Durable Object Lifecycle

Copy Markdown View Source

This guide describes the complete lifecycle of a durable object, from startup through execution, hibernation, and shutdown.

Overview

flowchart LR
    subgraph Startup
        direction TB
        S1["call / ensure_started"] --> S2[Load State from DB]
        S2 --> S3["after_load callback"]
    end

    subgraph Running
        direction TB
        Idle -->|"call or alarm"| Handle[Handle Call]
        Handle -->|"state changed"| Persist[Persist State]
        Handle -->|"no change"| Idle
        Persist -->|"success"| Idle
        Idle -->|"inactivity"| Hibernate[Hibernated]
        Hibernate -->|"message received"| Idle
    end

    subgraph Shutdown
        direction TB
        T1["shutdown_after timeout<br/>or node failure"] --> T2["Process stopped<br/>(state already in DB)"]
    end

    Startup --> Running
    Running --> Shutdown
    Shutdown -->|"next call"| Startup

Phases

1. Starting

A durable object process is started on demand when you call it:

MyApp.Counter.increment("user:123", 1)
# or
DurableObject.call(MyApp.Counter, "user:123", :increment, [1])

What the task asks: Summarize the durable object lifecycle guide in two sentences. Answer using only the durable object lifecycle guide.

Record excerpts:
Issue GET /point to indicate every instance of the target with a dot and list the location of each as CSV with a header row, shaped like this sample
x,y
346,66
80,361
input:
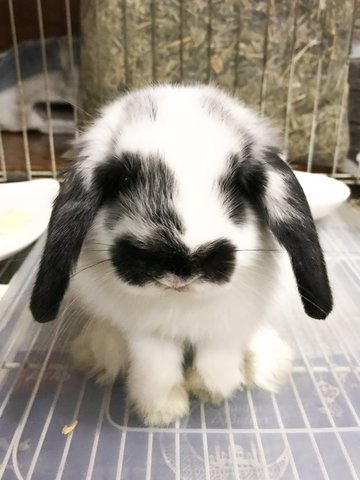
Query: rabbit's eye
x,y
118,176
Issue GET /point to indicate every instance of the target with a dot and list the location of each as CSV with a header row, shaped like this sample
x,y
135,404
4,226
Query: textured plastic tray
x,y
309,431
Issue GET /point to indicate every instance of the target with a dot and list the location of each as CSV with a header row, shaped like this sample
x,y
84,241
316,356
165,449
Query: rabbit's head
x,y
169,184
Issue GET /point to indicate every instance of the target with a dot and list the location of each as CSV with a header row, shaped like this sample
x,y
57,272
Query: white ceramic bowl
x,y
323,193
25,209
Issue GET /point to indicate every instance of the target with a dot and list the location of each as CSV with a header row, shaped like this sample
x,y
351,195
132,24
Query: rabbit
x,y
159,232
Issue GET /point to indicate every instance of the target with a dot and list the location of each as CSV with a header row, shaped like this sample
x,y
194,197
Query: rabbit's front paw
x,y
196,385
268,361
175,406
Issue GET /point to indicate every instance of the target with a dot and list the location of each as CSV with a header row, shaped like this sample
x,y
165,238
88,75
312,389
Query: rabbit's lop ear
x,y
73,212
277,194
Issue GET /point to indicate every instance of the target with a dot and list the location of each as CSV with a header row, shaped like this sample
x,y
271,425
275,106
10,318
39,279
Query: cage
x,y
311,428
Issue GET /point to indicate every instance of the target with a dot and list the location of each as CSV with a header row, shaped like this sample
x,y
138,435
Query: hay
x,y
286,58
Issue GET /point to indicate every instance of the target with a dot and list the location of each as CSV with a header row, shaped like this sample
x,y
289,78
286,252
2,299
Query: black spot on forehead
x,y
142,188
243,184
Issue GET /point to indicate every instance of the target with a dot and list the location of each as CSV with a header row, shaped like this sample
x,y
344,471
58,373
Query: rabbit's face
x,y
170,217
174,182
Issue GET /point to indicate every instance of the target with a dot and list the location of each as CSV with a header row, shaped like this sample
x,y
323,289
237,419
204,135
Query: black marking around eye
x,y
142,188
138,263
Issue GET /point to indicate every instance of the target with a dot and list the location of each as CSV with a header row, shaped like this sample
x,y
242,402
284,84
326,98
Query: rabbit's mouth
x,y
173,282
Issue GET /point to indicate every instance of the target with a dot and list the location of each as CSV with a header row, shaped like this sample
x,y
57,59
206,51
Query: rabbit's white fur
x,y
147,327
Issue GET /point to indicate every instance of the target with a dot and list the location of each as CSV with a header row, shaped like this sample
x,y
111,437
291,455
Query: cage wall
x,y
287,59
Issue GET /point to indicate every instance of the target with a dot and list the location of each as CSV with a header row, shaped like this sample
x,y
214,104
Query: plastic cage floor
x,y
310,430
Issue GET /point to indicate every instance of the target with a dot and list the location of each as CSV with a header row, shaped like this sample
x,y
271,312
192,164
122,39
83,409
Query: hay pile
x,y
287,58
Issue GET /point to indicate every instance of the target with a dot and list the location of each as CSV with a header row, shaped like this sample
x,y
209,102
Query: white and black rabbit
x,y
163,215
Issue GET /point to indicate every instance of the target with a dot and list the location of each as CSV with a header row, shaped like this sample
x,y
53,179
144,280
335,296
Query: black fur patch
x,y
73,213
140,263
138,187
243,184
298,235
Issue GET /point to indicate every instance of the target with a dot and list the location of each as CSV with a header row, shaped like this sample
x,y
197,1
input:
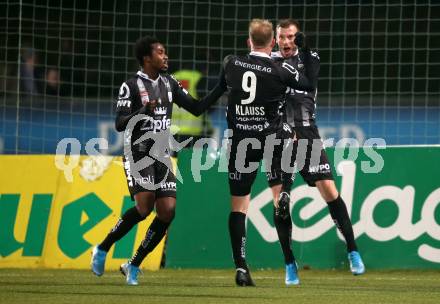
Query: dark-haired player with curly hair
x,y
143,113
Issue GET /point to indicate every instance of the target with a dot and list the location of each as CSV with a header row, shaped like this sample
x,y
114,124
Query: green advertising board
x,y
395,214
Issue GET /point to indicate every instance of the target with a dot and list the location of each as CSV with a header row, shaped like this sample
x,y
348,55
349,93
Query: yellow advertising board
x,y
52,222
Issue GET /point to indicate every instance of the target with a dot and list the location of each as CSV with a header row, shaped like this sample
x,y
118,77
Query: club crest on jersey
x,y
291,69
160,110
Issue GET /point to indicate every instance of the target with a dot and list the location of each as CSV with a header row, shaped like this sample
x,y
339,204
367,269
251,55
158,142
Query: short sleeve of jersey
x,y
178,91
125,99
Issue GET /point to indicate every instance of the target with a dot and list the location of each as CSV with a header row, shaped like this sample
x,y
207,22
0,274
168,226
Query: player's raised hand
x,y
300,40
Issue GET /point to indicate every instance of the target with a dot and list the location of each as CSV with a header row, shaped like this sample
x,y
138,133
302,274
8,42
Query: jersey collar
x,y
145,76
259,54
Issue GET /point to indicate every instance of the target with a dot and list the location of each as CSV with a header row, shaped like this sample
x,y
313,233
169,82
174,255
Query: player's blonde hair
x,y
260,32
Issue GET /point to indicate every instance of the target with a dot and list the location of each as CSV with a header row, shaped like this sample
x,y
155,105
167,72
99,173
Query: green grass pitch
x,y
217,286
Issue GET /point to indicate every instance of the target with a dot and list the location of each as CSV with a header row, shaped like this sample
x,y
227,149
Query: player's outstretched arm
x,y
124,107
195,107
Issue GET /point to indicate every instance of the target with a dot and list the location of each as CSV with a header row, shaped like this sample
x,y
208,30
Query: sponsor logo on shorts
x,y
324,168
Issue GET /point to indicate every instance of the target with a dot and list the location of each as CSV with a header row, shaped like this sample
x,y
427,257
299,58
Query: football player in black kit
x,y
300,114
144,109
257,86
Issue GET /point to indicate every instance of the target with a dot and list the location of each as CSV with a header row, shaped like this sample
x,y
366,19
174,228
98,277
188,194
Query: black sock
x,y
130,218
154,235
339,214
284,231
237,231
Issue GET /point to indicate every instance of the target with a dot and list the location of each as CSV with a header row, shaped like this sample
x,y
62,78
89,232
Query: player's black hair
x,y
144,47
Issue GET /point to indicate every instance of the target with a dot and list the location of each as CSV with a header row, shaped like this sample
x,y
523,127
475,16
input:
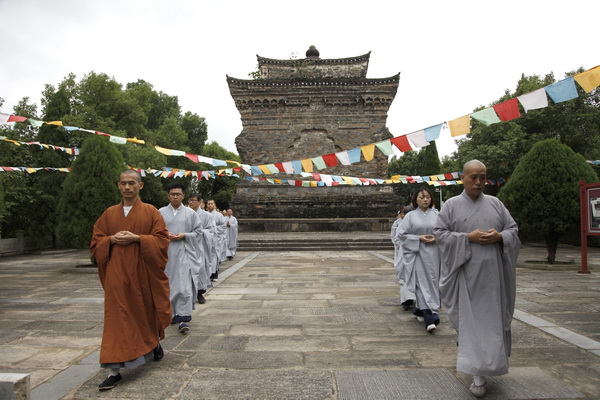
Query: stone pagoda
x,y
303,108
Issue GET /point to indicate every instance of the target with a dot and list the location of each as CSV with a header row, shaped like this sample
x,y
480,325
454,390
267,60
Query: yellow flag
x,y
590,79
368,151
162,150
460,126
307,165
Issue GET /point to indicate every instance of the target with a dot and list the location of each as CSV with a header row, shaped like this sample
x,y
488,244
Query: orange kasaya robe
x,y
137,308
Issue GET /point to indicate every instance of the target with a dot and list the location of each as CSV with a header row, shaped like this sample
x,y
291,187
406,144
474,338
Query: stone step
x,y
283,244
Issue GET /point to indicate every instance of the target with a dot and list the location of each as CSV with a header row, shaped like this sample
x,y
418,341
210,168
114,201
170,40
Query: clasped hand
x,y
124,238
483,237
427,238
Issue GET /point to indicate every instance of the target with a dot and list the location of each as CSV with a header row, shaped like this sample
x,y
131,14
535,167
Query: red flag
x,y
401,142
508,110
330,160
14,118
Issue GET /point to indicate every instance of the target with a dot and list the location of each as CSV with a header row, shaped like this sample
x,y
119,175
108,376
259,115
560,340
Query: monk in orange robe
x,y
130,243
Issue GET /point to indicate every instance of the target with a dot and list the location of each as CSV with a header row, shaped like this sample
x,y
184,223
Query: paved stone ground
x,y
298,325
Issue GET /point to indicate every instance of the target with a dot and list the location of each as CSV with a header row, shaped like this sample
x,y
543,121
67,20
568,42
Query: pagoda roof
x,y
315,61
311,82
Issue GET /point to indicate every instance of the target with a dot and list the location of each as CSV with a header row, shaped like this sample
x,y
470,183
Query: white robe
x,y
405,294
231,236
478,282
421,261
183,266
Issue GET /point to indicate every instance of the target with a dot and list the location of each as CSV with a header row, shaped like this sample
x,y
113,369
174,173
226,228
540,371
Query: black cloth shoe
x,y
159,353
110,382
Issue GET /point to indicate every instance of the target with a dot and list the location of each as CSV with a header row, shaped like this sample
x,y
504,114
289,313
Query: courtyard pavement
x,y
299,325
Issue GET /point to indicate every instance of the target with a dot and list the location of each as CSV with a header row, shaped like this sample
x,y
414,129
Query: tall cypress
x,y
88,190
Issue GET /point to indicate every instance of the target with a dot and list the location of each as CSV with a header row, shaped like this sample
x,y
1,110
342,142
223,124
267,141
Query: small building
x,y
303,108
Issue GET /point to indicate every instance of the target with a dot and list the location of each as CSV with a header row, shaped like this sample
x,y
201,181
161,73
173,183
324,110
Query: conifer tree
x,y
88,190
543,192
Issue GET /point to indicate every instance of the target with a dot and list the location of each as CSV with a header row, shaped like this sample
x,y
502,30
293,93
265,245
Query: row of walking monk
x,y
463,257
154,265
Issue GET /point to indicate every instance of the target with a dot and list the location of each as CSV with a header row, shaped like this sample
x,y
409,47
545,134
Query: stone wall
x,y
281,201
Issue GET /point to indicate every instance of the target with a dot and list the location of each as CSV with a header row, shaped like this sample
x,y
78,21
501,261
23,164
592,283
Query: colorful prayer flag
x,y
562,90
460,126
508,110
534,100
590,79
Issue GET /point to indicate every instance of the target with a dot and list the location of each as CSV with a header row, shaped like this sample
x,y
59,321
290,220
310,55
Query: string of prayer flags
x,y
31,170
433,132
508,110
486,116
418,139
385,146
401,142
368,151
460,126
589,80
534,100
562,90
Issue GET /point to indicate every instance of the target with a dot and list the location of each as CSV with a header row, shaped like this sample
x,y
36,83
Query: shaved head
x,y
473,164
133,173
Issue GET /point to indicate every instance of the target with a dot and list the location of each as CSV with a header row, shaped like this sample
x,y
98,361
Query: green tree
x,y
88,190
543,191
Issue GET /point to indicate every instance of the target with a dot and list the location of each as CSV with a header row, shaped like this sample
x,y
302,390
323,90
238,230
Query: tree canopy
x,y
543,192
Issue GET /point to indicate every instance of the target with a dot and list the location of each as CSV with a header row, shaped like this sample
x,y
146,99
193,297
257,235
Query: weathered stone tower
x,y
303,108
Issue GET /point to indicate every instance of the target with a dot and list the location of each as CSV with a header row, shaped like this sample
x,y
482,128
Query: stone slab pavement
x,y
298,325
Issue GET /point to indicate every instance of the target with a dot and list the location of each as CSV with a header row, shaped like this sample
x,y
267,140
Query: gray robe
x,y
221,234
405,294
421,261
183,267
478,282
231,236
208,248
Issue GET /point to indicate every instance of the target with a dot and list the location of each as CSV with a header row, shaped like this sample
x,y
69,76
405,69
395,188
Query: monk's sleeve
x,y
455,248
196,231
510,252
154,246
455,251
100,245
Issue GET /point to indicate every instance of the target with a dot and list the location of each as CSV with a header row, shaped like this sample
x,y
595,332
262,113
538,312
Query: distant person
x,y
130,243
196,203
407,298
479,247
221,231
185,256
421,258
232,243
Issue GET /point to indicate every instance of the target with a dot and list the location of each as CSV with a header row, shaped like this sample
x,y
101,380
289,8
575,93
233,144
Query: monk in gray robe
x,y
479,246
183,268
231,223
209,261
421,258
220,232
407,298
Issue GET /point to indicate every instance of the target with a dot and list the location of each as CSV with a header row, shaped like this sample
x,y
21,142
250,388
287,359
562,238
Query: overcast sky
x,y
453,56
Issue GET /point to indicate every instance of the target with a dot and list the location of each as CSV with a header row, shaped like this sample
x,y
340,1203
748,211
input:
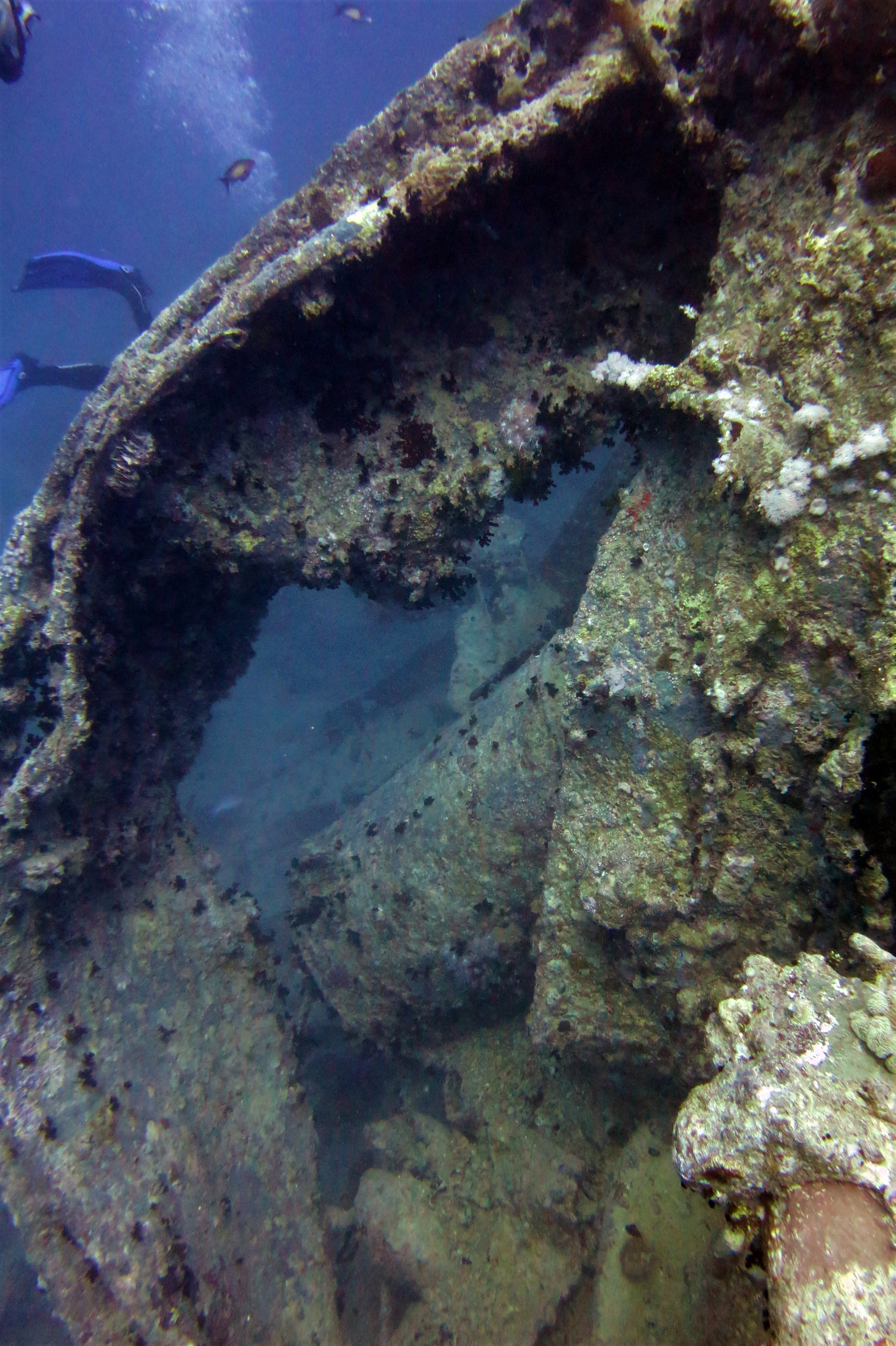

Solution below: The guide describes the complete lifecycle of a durable object, from startup through execution, hibernation, and shutdown. A durable object process is started on demand when you call it.